Brief –
Reproduce every one of the records below word for word, leaving out the pictures.

Dataset content –
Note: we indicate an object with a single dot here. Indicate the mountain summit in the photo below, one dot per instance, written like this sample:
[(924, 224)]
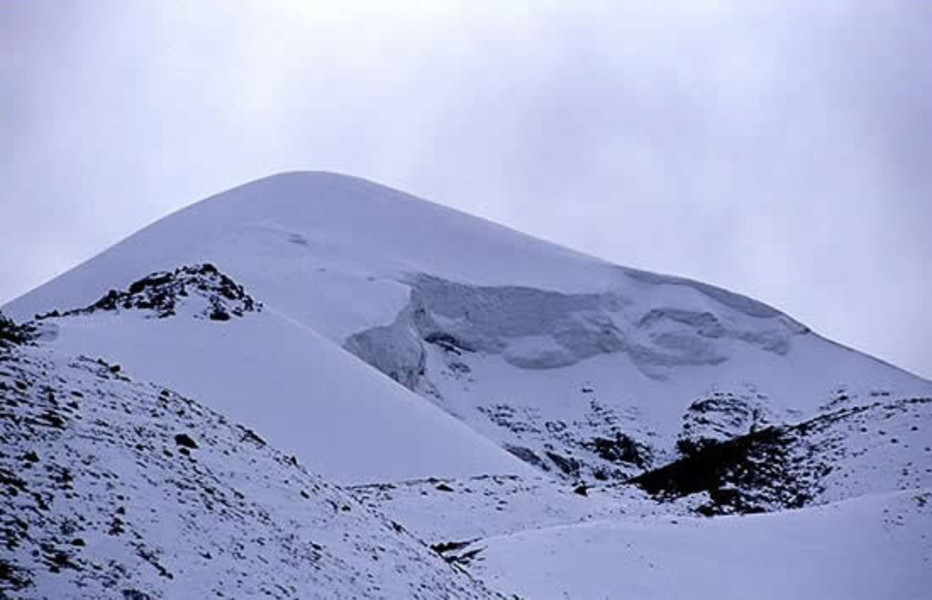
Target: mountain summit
[(474, 384)]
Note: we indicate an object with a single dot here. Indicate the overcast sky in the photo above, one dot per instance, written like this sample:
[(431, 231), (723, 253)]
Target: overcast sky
[(777, 148)]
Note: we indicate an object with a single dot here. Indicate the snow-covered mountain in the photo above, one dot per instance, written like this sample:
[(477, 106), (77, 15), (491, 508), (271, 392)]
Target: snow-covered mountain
[(486, 390)]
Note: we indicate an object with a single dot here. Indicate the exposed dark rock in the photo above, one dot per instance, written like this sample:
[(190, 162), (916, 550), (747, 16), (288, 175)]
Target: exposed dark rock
[(162, 292), (185, 441)]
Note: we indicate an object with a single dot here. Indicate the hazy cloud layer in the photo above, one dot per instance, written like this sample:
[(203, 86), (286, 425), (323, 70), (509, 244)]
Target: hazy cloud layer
[(775, 148)]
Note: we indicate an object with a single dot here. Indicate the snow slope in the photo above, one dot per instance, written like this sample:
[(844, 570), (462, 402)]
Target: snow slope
[(544, 420), (316, 401), (867, 548), (579, 367), (116, 488)]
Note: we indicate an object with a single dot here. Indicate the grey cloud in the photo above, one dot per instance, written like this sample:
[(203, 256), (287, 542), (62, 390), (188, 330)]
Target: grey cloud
[(775, 148)]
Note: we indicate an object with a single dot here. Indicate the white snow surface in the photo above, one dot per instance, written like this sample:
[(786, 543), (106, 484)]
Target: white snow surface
[(462, 380), (342, 260), (101, 498)]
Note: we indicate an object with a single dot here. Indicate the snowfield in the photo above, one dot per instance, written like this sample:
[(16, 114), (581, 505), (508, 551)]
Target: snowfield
[(382, 397)]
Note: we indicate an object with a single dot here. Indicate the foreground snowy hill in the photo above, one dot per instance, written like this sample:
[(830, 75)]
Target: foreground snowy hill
[(199, 332), (113, 488)]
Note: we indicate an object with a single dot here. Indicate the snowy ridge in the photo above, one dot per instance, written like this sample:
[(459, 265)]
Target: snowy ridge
[(553, 424)]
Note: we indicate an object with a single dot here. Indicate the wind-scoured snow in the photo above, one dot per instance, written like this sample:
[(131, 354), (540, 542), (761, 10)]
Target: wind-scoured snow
[(542, 419)]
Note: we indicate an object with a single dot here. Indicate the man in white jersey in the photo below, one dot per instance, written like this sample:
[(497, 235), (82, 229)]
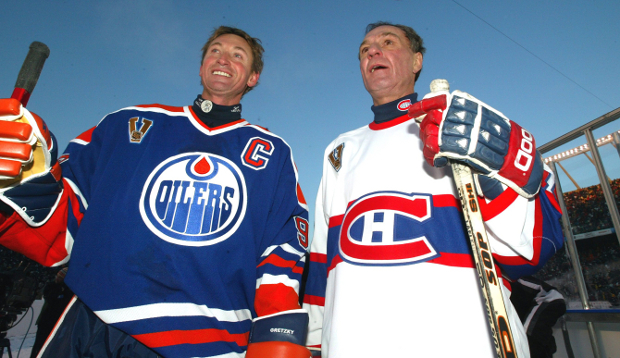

Task result –
Note: we indicate an object with a single dot here. Indicate the mountain summit in the photo below, one dot per instance, written like this sample:
[(924, 224)]
Target: mountain summit
[(474, 384)]
Note: we indicate an object with a single dot here. Indicate the overcast sky in the photo above, one dot per instance, written like this sample:
[(431, 231), (723, 253)]
Target: overcast sky
[(777, 148)]
Note: we indicate an object with a single dot here. Indicate the snow-covered mountain in the photo above, one dot per instance, written like this sample:
[(477, 106), (77, 15), (491, 508), (271, 392)]
Target: snow-covered mountain
[(486, 390)]
Note: we indicate an object with a single dot here. Indicate the exposed dark rock in the photo above, one dot per instance, written like this sample:
[(190, 162), (916, 550), (747, 16), (288, 175)]
Target: exposed dark rock
[(162, 292), (185, 441)]
Note: we indicate an object with a single dot here. Indicate the hazy cloud layer in the photo above, one dot per instance, written like this sample:
[(203, 86), (286, 425), (323, 70), (509, 244)]
Target: hazy cloud layer
[(775, 148)]
Note: we indicate an object with a single dot here. Indicate the snow slope in the photo above, one dot per instance, written like this sample:
[(844, 570), (462, 402)]
Target: snow slope
[(544, 420), (316, 401), (867, 548), (579, 367), (116, 488)]
Note: we indicate an object with a single dot here. Indicate the grey cloud in the photo above, one dot per instance, written like this sample:
[(203, 256), (287, 542), (62, 390), (188, 330)]
Target: grey cloud
[(775, 148)]
Note: we indicate an object with a single dot here. Indicate the white snow surface in the photo above, one dot per instance, written like this sample:
[(786, 543), (106, 484)]
Target: white snow surface
[(462, 380), (342, 260), (101, 498)]
Note: we indicate an object with a single dot here. Indicate the snowfield in the photo above, one dot per instance, written like this sample:
[(16, 114), (581, 505), (508, 551)]
Target: snowfield
[(382, 397)]
Note: we indicate an object with a single dot here. Indicate the foreground snowy hill in the photo above, one dot per instance, written like this sample:
[(830, 75)]
Target: foreground snowy hill
[(199, 332), (113, 488)]
Note: we indicate an object with a single dot here. Indicate the snowy ridge in the photo above, one dot per instance, written like this sample:
[(459, 265)]
Target: snowy ridge
[(553, 424)]
Note: we indicate an object with a single dot here. Indicate the wind-scoured snow in the photo above, one dot per instance, written like this sample:
[(131, 354), (540, 542), (761, 10)]
Target: wind-scoured snow
[(542, 419)]
Note: we indicate an object with a single dot here. Indicate the man in white jersey in the photo below, one dot per instance, written like this sample:
[(497, 235), (82, 229)]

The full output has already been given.